** Begin **

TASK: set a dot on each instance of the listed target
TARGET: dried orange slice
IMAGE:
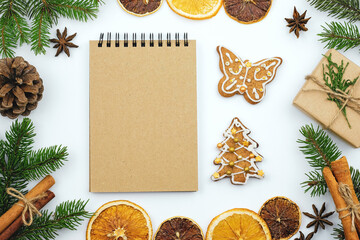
(119, 220)
(238, 223)
(247, 11)
(140, 8)
(195, 9)
(282, 216)
(181, 228)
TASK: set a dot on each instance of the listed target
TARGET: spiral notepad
(143, 113)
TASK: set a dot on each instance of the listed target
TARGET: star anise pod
(63, 43)
(302, 236)
(319, 218)
(297, 23)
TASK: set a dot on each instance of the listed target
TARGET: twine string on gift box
(28, 205)
(347, 99)
(354, 209)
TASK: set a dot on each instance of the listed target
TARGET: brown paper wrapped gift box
(315, 103)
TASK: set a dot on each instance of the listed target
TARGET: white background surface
(62, 115)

** End **

Give back the whole listing as it stands, minus its pictures.

TASK: set a dot on each instance of the listed target
TARGET: dried orange slice
IMAGE:
(119, 220)
(238, 223)
(247, 11)
(140, 8)
(195, 9)
(282, 216)
(181, 228)
TASK: set a dot on each instance of the listed target
TARGET: spiral notepad
(143, 113)
TASK: set a dot on each instance of the listed target
TARGET: star anise pod
(63, 43)
(302, 236)
(319, 218)
(297, 23)
TASK: set a dot on each instance of the listed target
TARGET: twine string on gift box
(28, 205)
(347, 99)
(354, 209)
TASK: set a dot on each instance of the listed target
TARGET: brown paper wrapped gift box
(315, 103)
TASK: set a dot on each instance of the listed target
TARGET: white background surface
(62, 115)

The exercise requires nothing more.